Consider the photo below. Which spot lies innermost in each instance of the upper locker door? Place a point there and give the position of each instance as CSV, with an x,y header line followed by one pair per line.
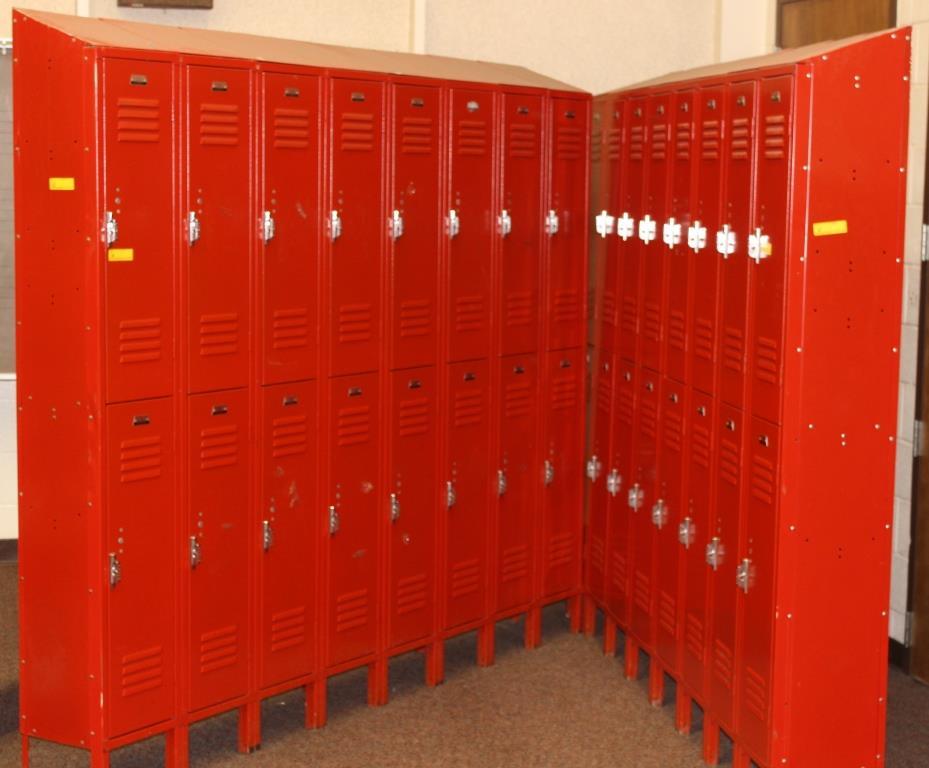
x,y
768,247
289,227
139,155
566,224
469,223
355,226
141,551
414,224
218,226
519,223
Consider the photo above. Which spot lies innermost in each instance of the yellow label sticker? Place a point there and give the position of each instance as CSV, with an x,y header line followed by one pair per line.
x,y
823,228
120,254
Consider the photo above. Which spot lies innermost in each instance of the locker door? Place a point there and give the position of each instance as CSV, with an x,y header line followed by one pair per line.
x,y
519,225
411,505
666,517
725,539
694,532
517,473
467,485
769,264
680,258
288,531
469,224
139,152
219,226
218,544
289,227
736,214
562,477
701,239
566,224
651,229
140,541
354,504
354,228
757,563
414,225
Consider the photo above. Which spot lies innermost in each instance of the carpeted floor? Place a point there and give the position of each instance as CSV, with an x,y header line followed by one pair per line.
x,y
564,705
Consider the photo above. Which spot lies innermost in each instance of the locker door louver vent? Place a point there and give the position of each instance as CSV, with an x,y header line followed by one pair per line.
x,y
138,120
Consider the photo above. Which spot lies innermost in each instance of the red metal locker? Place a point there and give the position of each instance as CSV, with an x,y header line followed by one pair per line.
x,y
768,248
566,224
218,226
519,223
412,505
516,481
469,223
413,224
288,527
141,550
355,231
732,240
138,158
467,492
289,227
562,477
354,507
217,545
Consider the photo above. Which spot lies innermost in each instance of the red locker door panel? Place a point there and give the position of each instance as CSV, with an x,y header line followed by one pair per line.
x,y
288,531
467,485
567,230
141,543
356,226
355,502
770,266
412,505
218,543
290,227
562,475
218,195
470,224
517,479
519,223
736,213
415,198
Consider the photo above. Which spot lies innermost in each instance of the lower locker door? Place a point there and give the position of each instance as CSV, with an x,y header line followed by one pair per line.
x,y
287,530
517,480
467,493
140,536
412,504
354,502
218,545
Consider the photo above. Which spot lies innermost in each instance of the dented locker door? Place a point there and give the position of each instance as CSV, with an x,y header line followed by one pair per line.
x,y
566,224
141,557
562,472
289,227
218,542
516,481
354,502
411,505
470,223
287,530
139,155
519,224
467,492
768,265
736,215
218,226
354,227
414,224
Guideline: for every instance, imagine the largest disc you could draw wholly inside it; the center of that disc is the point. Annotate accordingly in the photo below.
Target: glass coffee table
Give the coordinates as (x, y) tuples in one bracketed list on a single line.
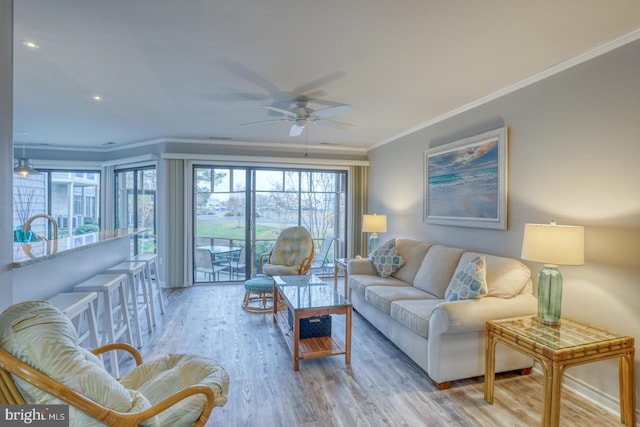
[(307, 296)]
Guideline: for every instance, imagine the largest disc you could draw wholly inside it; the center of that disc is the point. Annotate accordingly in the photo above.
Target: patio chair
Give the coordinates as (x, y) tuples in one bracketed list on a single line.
[(41, 363), (292, 253), (320, 264)]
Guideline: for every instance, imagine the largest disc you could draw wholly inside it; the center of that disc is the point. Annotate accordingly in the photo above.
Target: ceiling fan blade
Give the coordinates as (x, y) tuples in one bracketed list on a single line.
[(262, 122), (280, 110), (332, 111), (296, 130)]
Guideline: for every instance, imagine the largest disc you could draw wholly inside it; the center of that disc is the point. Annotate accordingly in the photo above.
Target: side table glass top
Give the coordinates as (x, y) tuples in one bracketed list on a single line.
[(570, 333), (308, 291)]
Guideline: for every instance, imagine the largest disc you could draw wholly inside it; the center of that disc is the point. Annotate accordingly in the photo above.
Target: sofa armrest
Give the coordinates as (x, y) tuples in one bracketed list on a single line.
[(361, 266), (452, 317)]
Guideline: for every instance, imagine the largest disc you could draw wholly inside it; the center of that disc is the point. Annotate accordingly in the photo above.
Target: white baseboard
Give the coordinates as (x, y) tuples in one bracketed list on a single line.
[(592, 394)]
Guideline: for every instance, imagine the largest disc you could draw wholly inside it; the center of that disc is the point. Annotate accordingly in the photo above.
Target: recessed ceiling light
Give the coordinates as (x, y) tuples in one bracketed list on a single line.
[(30, 44)]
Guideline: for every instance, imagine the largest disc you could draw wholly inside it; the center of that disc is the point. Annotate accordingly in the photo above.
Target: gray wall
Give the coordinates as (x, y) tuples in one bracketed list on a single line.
[(574, 155), (6, 158)]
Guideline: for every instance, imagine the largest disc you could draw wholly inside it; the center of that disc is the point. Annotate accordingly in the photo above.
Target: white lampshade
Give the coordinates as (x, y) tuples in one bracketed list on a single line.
[(553, 244), (374, 223)]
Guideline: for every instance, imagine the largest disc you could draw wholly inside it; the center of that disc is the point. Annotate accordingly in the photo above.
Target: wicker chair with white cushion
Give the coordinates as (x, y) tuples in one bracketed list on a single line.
[(42, 363), (292, 253)]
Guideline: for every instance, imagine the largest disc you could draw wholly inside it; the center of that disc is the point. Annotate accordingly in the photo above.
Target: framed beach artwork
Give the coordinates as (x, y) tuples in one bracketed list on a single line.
[(466, 182)]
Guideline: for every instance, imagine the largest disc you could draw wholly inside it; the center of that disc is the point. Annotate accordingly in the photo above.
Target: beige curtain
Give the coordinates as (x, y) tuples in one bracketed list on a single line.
[(359, 190)]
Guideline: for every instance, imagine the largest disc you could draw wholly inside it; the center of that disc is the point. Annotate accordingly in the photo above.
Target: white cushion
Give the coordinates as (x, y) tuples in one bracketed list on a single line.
[(506, 277), (413, 252), (469, 281), (437, 269), (40, 335), (163, 377), (382, 296)]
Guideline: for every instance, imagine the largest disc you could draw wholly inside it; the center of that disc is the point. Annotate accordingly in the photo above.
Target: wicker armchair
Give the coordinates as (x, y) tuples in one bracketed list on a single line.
[(292, 253), (151, 394)]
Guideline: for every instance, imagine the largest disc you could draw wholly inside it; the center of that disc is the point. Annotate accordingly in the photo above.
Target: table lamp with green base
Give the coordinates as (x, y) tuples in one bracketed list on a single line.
[(552, 245)]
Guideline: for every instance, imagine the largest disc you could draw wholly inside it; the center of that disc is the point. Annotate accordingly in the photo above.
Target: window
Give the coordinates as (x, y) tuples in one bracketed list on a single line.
[(71, 198)]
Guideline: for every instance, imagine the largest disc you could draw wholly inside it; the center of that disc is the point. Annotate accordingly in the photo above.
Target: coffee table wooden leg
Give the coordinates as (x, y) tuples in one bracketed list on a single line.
[(489, 367), (346, 283), (347, 356), (296, 341), (552, 396), (626, 367)]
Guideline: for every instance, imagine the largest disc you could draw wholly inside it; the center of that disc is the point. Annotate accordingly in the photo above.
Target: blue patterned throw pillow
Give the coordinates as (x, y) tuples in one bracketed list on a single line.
[(469, 282), (386, 259)]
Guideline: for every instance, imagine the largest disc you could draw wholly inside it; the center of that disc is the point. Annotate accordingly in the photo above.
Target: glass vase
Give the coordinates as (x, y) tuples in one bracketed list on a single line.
[(549, 295)]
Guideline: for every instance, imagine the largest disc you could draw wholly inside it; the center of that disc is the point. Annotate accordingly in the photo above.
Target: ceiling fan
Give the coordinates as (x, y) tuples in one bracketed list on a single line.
[(300, 114)]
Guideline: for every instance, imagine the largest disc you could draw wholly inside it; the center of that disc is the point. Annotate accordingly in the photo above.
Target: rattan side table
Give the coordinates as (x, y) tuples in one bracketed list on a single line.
[(573, 342)]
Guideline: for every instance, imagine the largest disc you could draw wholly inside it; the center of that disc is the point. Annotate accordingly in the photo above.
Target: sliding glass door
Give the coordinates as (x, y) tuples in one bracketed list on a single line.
[(135, 205), (240, 211)]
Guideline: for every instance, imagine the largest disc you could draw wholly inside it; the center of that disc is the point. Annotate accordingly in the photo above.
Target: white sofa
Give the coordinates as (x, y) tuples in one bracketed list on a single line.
[(445, 338)]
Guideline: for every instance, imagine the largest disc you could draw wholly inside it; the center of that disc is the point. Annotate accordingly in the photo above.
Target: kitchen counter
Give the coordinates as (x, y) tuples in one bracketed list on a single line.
[(33, 252)]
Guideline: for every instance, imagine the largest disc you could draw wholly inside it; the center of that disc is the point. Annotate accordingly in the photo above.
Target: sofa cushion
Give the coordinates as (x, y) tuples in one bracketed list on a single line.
[(381, 297), (414, 314), (386, 259), (437, 269), (469, 281), (413, 252), (360, 282), (40, 335), (506, 277)]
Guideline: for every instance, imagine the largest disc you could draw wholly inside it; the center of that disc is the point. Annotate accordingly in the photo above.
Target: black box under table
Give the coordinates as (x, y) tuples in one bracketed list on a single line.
[(312, 327)]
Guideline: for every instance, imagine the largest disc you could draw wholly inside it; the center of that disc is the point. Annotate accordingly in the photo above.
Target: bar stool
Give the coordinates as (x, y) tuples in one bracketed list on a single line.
[(115, 316), (137, 286), (76, 306), (154, 285)]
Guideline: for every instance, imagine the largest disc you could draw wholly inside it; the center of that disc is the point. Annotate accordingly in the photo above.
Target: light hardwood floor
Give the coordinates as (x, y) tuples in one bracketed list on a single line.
[(382, 387)]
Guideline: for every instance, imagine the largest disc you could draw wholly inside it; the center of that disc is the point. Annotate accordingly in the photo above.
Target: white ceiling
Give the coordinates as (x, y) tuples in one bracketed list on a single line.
[(201, 68)]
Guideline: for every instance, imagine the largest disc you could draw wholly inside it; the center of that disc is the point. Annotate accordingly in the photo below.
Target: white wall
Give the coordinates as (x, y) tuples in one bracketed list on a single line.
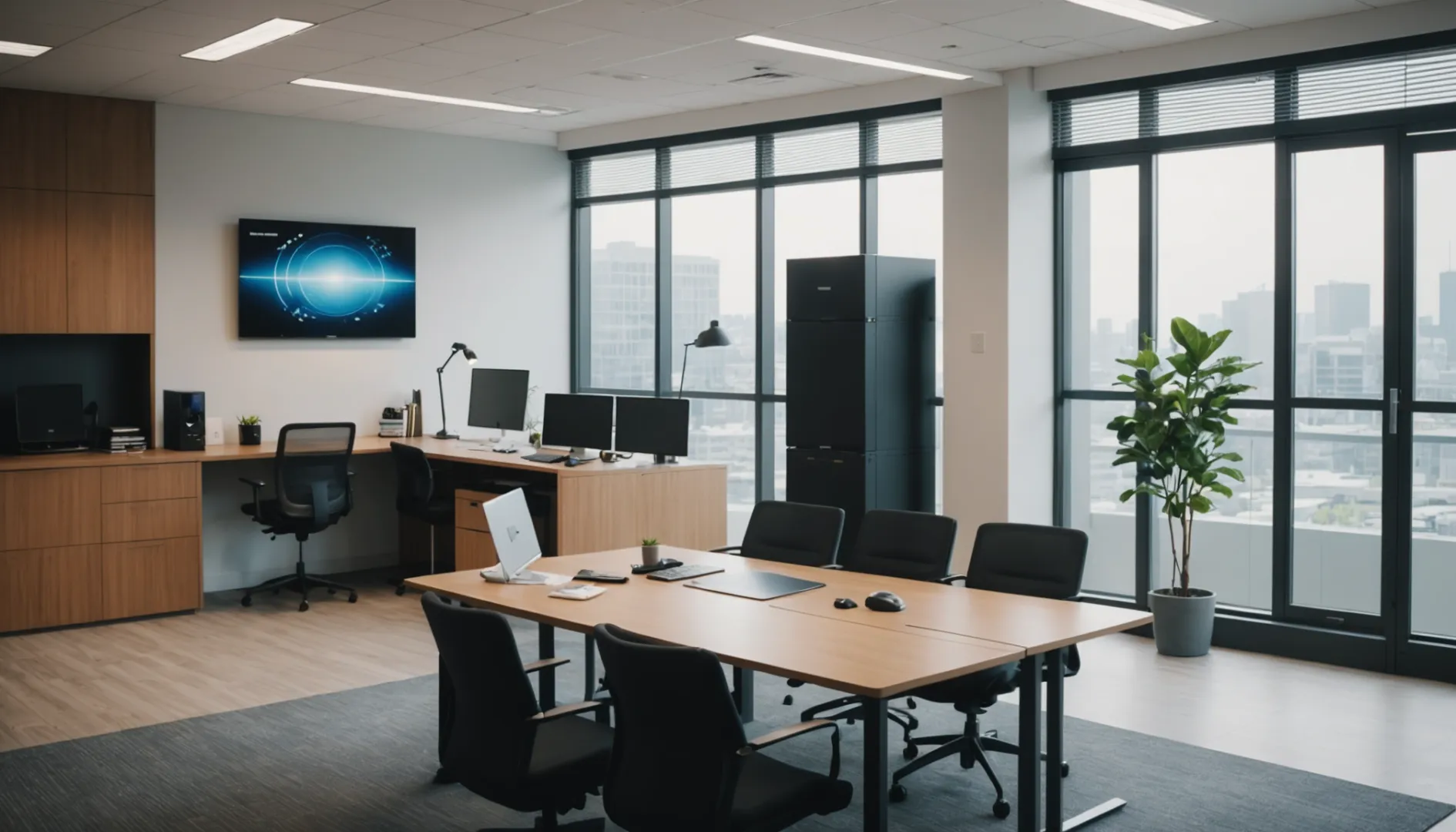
[(998, 284), (492, 226)]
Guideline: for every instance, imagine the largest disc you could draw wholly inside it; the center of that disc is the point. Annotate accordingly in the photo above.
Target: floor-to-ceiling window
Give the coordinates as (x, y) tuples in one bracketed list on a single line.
[(677, 233), (1303, 206)]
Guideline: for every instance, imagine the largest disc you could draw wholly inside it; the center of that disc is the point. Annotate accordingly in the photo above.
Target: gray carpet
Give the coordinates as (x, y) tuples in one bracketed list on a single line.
[(363, 761)]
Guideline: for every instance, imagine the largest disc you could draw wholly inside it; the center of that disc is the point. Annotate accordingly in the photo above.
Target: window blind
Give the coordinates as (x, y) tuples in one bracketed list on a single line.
[(1318, 91)]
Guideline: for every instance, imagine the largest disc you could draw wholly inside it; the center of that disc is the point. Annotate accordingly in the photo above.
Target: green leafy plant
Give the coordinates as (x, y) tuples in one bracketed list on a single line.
[(1176, 430)]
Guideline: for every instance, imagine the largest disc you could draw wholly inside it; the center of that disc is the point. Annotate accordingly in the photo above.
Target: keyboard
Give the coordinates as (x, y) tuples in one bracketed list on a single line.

■ **ASSIGNMENT**: The word "light" may turn up on some lines of these records; say how many, with no other words.

■ **SOLVED PROBLEM**: 2